Point-per-instance localization data:
=======

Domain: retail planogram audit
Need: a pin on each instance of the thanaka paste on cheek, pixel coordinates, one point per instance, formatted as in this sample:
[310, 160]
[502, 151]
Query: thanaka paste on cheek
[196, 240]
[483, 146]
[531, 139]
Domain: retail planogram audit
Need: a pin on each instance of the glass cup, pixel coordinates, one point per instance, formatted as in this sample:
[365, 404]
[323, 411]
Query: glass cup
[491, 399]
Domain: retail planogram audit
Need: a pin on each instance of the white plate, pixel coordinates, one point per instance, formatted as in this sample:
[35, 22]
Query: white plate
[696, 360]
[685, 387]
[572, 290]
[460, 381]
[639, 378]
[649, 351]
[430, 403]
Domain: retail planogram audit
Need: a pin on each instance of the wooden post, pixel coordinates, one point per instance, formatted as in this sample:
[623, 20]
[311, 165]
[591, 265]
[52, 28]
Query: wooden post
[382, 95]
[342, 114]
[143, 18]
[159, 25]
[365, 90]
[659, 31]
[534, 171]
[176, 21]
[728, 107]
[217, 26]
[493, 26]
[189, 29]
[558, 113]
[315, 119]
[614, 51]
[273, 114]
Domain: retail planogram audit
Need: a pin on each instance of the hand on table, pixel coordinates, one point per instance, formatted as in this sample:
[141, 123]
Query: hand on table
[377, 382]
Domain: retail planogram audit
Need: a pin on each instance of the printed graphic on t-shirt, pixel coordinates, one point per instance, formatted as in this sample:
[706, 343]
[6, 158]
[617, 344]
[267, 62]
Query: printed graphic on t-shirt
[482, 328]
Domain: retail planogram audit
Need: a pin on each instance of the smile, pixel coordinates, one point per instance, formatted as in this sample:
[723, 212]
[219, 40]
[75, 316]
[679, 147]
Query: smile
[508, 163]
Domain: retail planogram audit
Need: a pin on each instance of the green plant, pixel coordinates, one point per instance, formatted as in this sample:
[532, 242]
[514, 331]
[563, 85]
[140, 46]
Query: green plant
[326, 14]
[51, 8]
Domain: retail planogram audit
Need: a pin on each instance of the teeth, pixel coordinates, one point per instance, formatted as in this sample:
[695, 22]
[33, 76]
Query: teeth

=======

▸ TO DO: Reproduce the data exactly. Keep every line intact.

▸ EXERCISE RESULT:
Domain: retail planogram audit
Need: a pin on each instance of the thanaka paste on cheek, pixel coordinates, one point per instance, formatted as in this sample:
[310, 160]
[502, 151]
Query: thanaka paste on cheek
[196, 240]
[483, 146]
[531, 139]
Domain: retail planogram audit
Need: a pin on each instance of the glass cup, pixel coordinates, one point per instance, formatted as in this sample:
[365, 404]
[323, 411]
Query: glass cup
[491, 399]
Domain: retail planogram audit
Need: a pin on each instance of the white plate, pixel coordinates, one point per instance, formatted as in this sample:
[35, 22]
Query: white plate
[696, 360]
[685, 387]
[572, 290]
[460, 381]
[639, 378]
[649, 351]
[430, 403]
Domain: retail planogram audit
Need: a pin on each instance of the wooden post, pixel coordinates, one point per instance, formatted as in this sample:
[623, 20]
[311, 165]
[591, 265]
[52, 28]
Query: wooden post
[382, 95]
[342, 114]
[143, 18]
[159, 25]
[365, 90]
[659, 31]
[534, 171]
[176, 21]
[728, 107]
[217, 26]
[493, 26]
[189, 29]
[558, 113]
[315, 119]
[614, 51]
[273, 114]
Domain: retail planogram audit
Need: a pin on each instance of the hand on table, pixel coordinates, one point per instance, formatted as in this sample:
[141, 123]
Query: hand on table
[377, 382]
Domain: retail planogram audit
Need: a pin on each instance of the printed graphic on t-shirt, pixel coordinates, one point per instance, formatted as in this sample:
[706, 343]
[6, 158]
[617, 344]
[267, 62]
Query: printed graphic on t-shirt
[482, 328]
Domain: retail planogram audit
Need: a pin on each instance of the smile, pixel coordinates, one point per instance, formatted as in this sample:
[723, 212]
[219, 40]
[75, 316]
[679, 147]
Query: smile
[508, 163]
Domain: retail planogram audit
Need: a pin on each instance of the green plant, pixel coordinates, one point per instance, formatted as in this sample:
[532, 242]
[514, 331]
[563, 85]
[140, 46]
Query: green plant
[326, 14]
[51, 8]
Domain: retail planogram audit
Need: a pin on each instance of the teeth, pixel coordinates, one point per instance, formatted as in this sample:
[695, 22]
[33, 76]
Query: teeth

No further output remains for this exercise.